* _Enunciado escrito A_
Según el relato sobre el guajiro de la farola, ¿por qué resbalaba el hombre mientras subía por el poste? Responde en una a tres oraciones.
* _Enunciado escrito B_
Copia sin cambios el fragmento del relato sobre el guajiro de la farola que empieza en las palabras "El enigmático guajiro" y termina después de "del singular trayecto.".

“Esta foto la vio un hombre (…) y sin conocerme se decidió a escribirme una carta (…) En un párrafo dice que después de haberla visto no puede vivir sin ella. Dijo que él quiere esta foto firmada y fechada por mí, de ese semidiós amable y solitario (…), sonriendo sin temor y sin odio”.
Alberto Korda, 1984
Le dio fuego al mechero. Encendió el cigarrillo y lo aspiró sobre la multitud, tranquilo, desafiando el sol del 26 de julio de 1959 en La Habana. Minutos antes solo era uno más entre el medio millón de campesinos en la Plaza de la Revolución, hasta que comenzó a trepar por una farola. Y se convirtió en un símbolo.
El enigmático guajiro desabrochó su guayabera y empezó a escalar por la luminaria, con la experiencia de quien se encaramaba en las palmas villaclareñas. Pero el contacto de su ropa con el poste metálico de cinco metros lo hacía resbalar.
El pantalón claro, las negras botas y el machete que colgaba de su cintura atentaban contra el objetivo. Parecía que las leyes de la física pretendían frenar el abrazo de cinco metros entre él y la punta de la farola. Ponía un brazo alrededor del otro y los pies enrollados al aluminio. Pero resbalaba. El sudor encharcó sus manos y en la franela desvencijada se veían ya las primeras marcas del singular trayecto.

* _Datos proporcionados_
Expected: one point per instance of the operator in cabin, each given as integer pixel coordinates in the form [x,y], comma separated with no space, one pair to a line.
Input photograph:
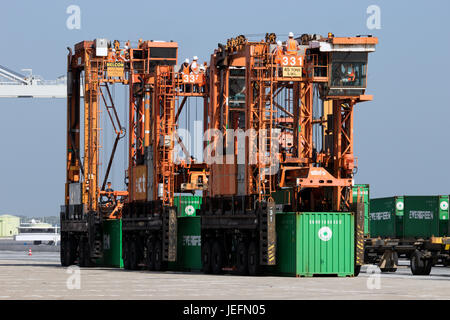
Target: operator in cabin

* _Respuesta completa A_
Resbalaba porque el contacto de su ropa con el poste metálico de cinco metros lo hacía deslizarse. Además, el pantalón claro, las botas negras y el machete que llevaba colgado de la cintura atentaban contra su objetivo de llegar arriba.

* _Respuesta completa B_
El enigmático guajiro desabrochó su guayabera y empezó a escalar por la luminaria, con la experiencia de quien se encaramaba en las palmas villaclareñas. Pero el contacto de su ropa con el poste metálico de cinco metros lo hacía resbalar.
El pantalón claro, las negras botas y el machete que colgaba de su cintura atentaban contra el objetivo. Parecía que las leyes de la física pretendían frenar el abrazo de cinco metros entre él y la punta de la farola. Ponía un brazo alrededor del otro y los pies enrollados al aluminio. Pero resbalaba. El sudor encharcó sus manos y en la franela desvencijada se veían ya las primeras marcas del singular trayecto.